#### EXERCISE INPUT

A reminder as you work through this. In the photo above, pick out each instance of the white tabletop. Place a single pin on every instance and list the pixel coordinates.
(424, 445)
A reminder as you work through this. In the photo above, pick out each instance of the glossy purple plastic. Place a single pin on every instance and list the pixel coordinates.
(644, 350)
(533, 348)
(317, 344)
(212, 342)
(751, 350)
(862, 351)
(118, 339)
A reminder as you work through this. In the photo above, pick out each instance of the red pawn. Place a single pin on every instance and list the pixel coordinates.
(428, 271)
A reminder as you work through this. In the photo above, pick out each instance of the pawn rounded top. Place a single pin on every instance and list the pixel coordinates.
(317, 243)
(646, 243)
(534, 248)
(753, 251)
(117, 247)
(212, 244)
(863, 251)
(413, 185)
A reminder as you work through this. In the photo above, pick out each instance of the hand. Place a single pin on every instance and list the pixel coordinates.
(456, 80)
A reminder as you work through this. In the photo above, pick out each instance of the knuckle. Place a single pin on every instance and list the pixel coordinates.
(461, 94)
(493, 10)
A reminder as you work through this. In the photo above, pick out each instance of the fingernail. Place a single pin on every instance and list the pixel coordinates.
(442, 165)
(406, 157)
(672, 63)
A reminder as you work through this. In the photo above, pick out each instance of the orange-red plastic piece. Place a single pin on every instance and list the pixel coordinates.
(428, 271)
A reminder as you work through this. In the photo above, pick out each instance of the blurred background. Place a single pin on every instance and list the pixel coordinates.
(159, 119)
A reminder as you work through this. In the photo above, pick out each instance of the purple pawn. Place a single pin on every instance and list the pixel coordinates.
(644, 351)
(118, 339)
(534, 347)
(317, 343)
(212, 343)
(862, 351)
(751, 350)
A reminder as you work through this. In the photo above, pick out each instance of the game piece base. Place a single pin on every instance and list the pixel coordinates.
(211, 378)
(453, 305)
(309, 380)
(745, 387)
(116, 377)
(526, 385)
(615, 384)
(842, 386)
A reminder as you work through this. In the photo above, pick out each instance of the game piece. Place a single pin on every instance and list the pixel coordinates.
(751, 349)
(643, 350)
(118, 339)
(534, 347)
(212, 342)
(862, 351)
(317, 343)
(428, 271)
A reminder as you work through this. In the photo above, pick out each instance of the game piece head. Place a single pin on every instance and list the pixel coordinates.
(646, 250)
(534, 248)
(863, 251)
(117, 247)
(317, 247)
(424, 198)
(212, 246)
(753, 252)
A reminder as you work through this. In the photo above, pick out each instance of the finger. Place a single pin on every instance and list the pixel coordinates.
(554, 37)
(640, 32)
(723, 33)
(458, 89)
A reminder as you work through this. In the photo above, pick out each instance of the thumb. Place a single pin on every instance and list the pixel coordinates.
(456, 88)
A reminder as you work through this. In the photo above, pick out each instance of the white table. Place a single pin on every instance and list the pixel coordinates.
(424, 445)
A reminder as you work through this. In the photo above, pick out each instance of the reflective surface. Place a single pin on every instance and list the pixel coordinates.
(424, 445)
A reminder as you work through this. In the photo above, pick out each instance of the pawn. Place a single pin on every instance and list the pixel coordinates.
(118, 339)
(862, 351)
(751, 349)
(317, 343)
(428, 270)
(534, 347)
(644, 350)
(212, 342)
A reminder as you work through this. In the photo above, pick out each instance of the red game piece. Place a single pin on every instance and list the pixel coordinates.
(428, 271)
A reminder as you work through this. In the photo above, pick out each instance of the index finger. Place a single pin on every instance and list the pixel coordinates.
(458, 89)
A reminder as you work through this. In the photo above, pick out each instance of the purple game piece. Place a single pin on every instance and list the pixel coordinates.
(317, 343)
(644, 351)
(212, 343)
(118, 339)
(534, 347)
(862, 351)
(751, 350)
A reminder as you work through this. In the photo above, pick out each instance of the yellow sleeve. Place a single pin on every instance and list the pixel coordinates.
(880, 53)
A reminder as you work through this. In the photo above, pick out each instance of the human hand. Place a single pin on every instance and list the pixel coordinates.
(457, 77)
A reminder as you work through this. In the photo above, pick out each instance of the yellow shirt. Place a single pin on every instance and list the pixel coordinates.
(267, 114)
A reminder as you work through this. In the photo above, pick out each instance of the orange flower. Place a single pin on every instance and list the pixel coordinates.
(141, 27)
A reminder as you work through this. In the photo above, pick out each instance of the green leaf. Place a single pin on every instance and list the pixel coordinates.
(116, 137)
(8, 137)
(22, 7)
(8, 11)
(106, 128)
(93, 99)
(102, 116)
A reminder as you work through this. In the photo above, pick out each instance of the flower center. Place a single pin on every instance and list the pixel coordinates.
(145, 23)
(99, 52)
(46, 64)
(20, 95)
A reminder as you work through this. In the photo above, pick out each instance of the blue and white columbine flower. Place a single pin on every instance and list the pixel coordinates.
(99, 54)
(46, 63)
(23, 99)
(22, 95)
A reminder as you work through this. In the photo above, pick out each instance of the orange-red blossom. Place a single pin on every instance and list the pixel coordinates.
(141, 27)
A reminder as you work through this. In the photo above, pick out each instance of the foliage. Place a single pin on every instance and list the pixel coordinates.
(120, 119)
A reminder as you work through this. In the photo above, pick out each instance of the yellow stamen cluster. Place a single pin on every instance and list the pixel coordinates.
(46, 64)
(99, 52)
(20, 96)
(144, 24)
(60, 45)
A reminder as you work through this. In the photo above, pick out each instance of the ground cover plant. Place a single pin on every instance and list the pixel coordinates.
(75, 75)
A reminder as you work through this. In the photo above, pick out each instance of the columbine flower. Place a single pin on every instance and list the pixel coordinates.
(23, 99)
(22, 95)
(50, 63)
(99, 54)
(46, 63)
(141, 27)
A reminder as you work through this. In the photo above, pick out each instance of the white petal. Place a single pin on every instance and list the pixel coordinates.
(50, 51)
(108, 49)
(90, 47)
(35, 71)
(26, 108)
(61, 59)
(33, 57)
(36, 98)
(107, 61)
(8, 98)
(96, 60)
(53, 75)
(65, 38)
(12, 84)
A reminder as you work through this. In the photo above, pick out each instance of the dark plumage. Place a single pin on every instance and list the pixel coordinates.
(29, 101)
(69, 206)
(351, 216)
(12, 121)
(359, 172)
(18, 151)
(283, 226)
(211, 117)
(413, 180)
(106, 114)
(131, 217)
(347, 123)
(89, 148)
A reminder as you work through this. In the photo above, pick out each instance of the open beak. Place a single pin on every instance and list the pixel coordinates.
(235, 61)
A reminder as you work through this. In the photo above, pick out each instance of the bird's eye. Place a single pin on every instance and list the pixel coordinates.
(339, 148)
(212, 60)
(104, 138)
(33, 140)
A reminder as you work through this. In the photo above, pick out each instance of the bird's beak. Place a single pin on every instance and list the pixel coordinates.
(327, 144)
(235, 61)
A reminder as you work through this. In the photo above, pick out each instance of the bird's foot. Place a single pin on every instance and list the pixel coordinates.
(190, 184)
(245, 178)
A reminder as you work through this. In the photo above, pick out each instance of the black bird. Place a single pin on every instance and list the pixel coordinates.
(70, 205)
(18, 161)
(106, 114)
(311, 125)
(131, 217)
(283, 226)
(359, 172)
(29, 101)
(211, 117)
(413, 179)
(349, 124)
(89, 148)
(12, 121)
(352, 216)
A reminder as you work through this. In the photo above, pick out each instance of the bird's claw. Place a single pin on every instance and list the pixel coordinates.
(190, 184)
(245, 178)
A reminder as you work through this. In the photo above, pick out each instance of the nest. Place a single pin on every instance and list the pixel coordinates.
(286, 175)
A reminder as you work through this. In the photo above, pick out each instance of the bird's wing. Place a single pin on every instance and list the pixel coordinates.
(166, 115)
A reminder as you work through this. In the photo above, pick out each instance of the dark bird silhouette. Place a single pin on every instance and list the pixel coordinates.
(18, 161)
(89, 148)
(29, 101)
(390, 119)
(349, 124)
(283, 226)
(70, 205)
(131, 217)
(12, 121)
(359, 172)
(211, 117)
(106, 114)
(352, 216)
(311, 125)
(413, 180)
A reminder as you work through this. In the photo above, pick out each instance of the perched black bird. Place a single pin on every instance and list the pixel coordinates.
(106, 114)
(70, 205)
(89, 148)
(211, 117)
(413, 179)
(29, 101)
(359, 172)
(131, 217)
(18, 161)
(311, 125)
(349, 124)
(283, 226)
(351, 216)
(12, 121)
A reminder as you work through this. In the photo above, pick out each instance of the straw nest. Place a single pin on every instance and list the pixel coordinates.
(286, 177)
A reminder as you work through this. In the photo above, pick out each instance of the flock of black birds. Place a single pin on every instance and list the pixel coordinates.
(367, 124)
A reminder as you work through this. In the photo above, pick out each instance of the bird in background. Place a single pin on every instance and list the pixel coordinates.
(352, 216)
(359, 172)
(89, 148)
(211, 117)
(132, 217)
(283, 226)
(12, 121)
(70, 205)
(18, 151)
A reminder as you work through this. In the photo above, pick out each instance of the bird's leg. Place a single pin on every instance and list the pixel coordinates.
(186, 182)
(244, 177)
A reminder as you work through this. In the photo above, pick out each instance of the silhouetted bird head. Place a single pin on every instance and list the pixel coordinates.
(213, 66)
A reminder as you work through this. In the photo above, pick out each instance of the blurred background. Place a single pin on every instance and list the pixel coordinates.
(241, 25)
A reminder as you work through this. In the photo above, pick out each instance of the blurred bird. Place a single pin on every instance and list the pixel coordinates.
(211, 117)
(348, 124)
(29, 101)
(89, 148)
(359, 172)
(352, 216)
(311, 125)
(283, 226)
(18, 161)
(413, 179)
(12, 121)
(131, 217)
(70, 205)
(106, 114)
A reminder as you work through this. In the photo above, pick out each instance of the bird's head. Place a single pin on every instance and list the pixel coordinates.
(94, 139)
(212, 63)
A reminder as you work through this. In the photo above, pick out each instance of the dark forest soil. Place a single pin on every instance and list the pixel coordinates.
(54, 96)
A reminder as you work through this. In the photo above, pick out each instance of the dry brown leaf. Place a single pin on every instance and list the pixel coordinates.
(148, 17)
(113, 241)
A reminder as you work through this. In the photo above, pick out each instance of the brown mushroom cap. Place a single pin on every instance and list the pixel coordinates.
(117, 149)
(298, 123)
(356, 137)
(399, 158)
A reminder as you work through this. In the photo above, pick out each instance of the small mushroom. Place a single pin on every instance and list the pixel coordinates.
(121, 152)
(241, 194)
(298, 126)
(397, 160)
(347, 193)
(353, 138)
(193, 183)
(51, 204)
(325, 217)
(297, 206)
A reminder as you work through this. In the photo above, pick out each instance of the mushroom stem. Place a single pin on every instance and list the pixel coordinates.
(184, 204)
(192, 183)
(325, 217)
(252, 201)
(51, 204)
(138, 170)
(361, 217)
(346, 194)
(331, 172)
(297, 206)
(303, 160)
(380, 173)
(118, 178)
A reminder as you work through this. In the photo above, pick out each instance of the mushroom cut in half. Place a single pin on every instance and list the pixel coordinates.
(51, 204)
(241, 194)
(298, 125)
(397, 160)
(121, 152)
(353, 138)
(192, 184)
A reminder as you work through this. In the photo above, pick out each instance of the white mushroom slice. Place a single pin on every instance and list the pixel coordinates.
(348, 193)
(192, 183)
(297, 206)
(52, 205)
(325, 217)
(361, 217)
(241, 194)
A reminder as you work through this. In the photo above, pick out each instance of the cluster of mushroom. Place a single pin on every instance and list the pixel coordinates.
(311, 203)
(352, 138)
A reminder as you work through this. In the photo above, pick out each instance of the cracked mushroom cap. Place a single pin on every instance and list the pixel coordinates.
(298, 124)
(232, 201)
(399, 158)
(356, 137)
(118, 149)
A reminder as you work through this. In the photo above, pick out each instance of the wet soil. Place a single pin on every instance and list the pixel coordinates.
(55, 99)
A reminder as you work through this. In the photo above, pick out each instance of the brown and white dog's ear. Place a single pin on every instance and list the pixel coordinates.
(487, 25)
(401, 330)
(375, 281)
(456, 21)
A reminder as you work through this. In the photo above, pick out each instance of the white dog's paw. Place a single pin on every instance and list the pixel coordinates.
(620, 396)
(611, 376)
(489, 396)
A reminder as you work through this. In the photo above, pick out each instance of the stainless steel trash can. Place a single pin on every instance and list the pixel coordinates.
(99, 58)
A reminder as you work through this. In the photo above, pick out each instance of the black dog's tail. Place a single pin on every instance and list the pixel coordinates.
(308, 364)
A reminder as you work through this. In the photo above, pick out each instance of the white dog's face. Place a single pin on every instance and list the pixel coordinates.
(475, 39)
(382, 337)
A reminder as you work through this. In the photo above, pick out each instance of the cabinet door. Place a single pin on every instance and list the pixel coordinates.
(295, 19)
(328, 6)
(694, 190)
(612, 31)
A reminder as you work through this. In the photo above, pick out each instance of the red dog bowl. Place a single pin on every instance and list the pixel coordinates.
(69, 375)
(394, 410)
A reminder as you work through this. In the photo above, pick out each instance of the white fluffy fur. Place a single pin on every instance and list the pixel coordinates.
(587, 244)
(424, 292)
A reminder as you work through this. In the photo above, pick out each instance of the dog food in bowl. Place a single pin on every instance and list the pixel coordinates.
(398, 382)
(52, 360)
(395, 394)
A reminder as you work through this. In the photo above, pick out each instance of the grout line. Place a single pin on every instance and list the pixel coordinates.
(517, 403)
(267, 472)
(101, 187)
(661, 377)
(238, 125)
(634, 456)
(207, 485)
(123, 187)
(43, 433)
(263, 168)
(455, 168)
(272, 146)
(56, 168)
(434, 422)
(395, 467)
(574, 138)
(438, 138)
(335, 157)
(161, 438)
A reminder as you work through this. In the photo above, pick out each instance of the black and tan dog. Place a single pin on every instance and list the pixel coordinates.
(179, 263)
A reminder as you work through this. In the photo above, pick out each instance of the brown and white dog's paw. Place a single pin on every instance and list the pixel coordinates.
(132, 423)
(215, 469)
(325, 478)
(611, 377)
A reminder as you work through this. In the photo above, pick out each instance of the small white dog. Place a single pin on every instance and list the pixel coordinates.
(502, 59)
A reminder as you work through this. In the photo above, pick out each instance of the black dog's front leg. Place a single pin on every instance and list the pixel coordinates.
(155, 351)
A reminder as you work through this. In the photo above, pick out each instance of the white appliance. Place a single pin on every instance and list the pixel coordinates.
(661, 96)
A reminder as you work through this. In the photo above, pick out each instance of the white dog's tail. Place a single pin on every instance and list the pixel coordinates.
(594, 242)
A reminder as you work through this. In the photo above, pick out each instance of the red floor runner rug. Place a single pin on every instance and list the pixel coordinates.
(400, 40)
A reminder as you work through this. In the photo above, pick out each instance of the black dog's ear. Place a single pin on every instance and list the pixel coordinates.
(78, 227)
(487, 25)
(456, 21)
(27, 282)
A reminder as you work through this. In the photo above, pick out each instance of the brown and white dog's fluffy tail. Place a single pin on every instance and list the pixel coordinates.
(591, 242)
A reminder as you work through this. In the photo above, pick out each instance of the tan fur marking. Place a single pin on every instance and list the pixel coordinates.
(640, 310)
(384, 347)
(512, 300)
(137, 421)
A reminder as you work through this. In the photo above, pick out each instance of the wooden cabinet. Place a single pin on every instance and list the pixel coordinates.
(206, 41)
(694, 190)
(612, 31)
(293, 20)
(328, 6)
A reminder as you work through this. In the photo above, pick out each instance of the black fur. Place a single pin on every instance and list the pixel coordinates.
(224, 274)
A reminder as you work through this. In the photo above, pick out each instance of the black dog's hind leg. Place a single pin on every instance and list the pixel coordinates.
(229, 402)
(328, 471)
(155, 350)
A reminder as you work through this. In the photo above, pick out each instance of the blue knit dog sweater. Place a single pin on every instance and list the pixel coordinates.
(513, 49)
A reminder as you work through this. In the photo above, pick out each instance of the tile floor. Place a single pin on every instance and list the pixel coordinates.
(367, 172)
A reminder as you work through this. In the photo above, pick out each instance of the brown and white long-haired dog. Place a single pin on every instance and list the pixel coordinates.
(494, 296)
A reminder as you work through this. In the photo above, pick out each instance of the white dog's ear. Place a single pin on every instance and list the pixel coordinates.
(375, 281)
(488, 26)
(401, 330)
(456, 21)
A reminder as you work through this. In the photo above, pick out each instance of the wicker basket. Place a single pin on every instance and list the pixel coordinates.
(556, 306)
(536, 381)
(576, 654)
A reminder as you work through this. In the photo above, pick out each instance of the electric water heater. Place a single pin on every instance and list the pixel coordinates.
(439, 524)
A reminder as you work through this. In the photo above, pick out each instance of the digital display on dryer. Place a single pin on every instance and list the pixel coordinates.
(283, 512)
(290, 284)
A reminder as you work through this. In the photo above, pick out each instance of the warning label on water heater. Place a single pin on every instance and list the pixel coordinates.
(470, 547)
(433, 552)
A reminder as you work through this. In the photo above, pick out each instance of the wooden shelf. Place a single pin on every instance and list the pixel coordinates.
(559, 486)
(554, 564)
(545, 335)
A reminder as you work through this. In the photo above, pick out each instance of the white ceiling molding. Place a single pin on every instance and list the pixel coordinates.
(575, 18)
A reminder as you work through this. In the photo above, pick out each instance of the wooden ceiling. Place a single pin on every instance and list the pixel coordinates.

########

Set down only these lines, exactly: the line containing "of the tile" and each line after it, through the end of the listing.

A reminder as you work through this. In the photo above, pick out each instance of the tile floor. Place a single pin on every instance and list the pixel coordinates.
(367, 172)
A reminder as you work through this. In the photo above, pick out each instance of the brown and white long-haired dog. Place a single pin on every instance and list the pixel coordinates.
(494, 296)
A reminder as you work through this. In the photo above, pick out each instance of the white dog's ear. Place a single pin on every instance and list the pixel coordinates.
(375, 281)
(488, 26)
(401, 330)
(456, 21)
A reminder as you work through this. In the photo above, pick out each instance of the wicker basket. Place a single pin on every instance and list the pixel coordinates.
(556, 306)
(536, 381)
(576, 654)
A reminder as you work through this. In the photo above, pick out each instance of the electric water heater. Place a single pin on every instance and list the pixel coordinates.
(439, 524)
A reminder as you work through this. In the photo above, pick out each instance of the digital display on dryer. Place a single pin on every instance and list the pixel coordinates.
(283, 512)
(290, 284)
A reminder as you work through this. In the photo above, pick out each instance of the warning label on water heater. Place a single pin on every instance and list the pixel coordinates.
(470, 547)
(433, 552)
A reminder as you work through this. In the photo above, pick out each instance of the wooden shelf. Place a single pin on every instance and list the pixel coordinates.
(559, 486)
(554, 564)
(545, 335)
A reminder as you work through this. In the photo above, pick out each instance of the white ceiling molding. Place a single pin on every instance and list the pixel coordinates.
(575, 18)
A reminder as you work through this. In the photo above, pick out each instance of the wooden ceiling. Place a single pin on every instance and list the pixel coordinates.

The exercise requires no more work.